TASK STATEMENT: Should the word "below" occur in a line of the records, copy that line.

STUDY MATERIAL:
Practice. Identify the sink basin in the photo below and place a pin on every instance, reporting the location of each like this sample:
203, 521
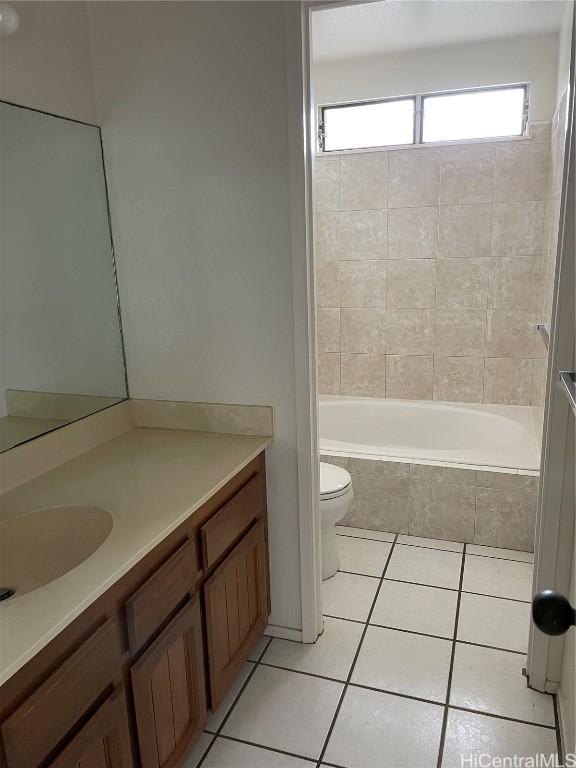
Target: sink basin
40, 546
* * *
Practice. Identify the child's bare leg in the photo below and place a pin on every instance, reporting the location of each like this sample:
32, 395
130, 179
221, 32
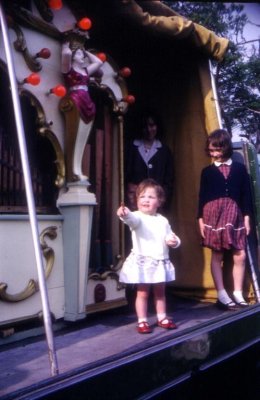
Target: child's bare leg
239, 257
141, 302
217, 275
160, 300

REPLY TO THE EXERCISE:
Practice. Identify the sink basin in the photo below and place a pin on every instance, reporting the location of each like this sample:
Practice. Identify the child's bare leg in the photo below and place a pin on every instance, reporting the location of each like this sample:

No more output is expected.